TO DO:
From the line with "of the spotted" through the end of the data, add 32 to every coordinate value in the answers. Reproduce every line in that range, keeping everything else unchanged.

Point labeling dataset excerpts
◆ ◆ ◆ ◆ ◆
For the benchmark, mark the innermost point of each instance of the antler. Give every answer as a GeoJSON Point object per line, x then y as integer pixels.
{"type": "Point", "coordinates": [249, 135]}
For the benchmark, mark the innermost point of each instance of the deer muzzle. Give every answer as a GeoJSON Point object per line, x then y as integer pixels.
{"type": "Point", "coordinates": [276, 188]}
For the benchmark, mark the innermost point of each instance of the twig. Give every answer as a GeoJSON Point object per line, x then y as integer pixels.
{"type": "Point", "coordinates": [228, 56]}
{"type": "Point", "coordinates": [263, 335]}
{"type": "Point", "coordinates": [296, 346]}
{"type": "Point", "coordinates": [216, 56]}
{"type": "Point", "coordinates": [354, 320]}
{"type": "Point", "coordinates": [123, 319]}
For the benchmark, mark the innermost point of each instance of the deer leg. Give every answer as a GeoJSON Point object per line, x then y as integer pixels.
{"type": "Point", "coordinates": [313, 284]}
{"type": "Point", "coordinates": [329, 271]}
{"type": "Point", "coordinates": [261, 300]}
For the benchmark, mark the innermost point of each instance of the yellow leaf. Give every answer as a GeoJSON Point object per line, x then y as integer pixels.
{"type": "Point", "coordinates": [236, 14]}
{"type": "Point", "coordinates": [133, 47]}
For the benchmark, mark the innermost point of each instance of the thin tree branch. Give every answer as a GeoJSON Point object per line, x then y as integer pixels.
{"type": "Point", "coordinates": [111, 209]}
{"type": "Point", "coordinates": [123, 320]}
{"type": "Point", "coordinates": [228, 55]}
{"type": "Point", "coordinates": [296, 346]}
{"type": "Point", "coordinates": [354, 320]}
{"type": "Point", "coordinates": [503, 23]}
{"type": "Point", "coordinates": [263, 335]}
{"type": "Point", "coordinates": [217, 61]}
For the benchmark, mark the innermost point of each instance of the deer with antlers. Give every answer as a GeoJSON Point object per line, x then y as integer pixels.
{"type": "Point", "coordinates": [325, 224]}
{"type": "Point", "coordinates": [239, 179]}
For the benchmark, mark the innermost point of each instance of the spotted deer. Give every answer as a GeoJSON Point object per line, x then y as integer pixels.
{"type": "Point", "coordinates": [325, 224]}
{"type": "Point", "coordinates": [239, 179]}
◆ ◆ ◆ ◆ ◆
CORRECT RESULT:
For the benchmark, mark the innermost point of each instance of the spotted deer. Give every answer as a GeoJSON Point object per line, x then y as integer pixels.
{"type": "Point", "coordinates": [357, 256]}
{"type": "Point", "coordinates": [271, 211]}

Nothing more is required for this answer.